### What is expected
Copy the entries below line for line, without a single change, and leave the pictures out of your copy.

Rows from a pointing dataset:
>> BEGIN
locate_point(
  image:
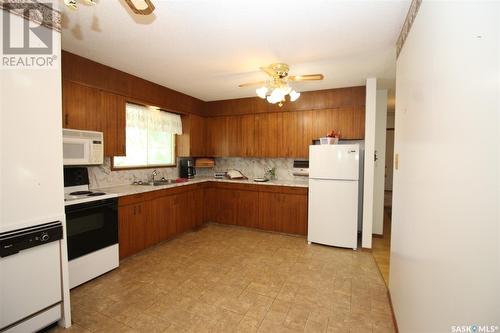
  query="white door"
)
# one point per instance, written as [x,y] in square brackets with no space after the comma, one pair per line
[334,162]
[374,171]
[389,159]
[333,212]
[379,176]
>> END
### Answer for this exercise
locate_point(
  image:
  query="white door"
)
# one point per instance, written as [x,y] in square brackets with no space after the comma, one pair per line
[334,162]
[374,171]
[389,159]
[333,212]
[379,176]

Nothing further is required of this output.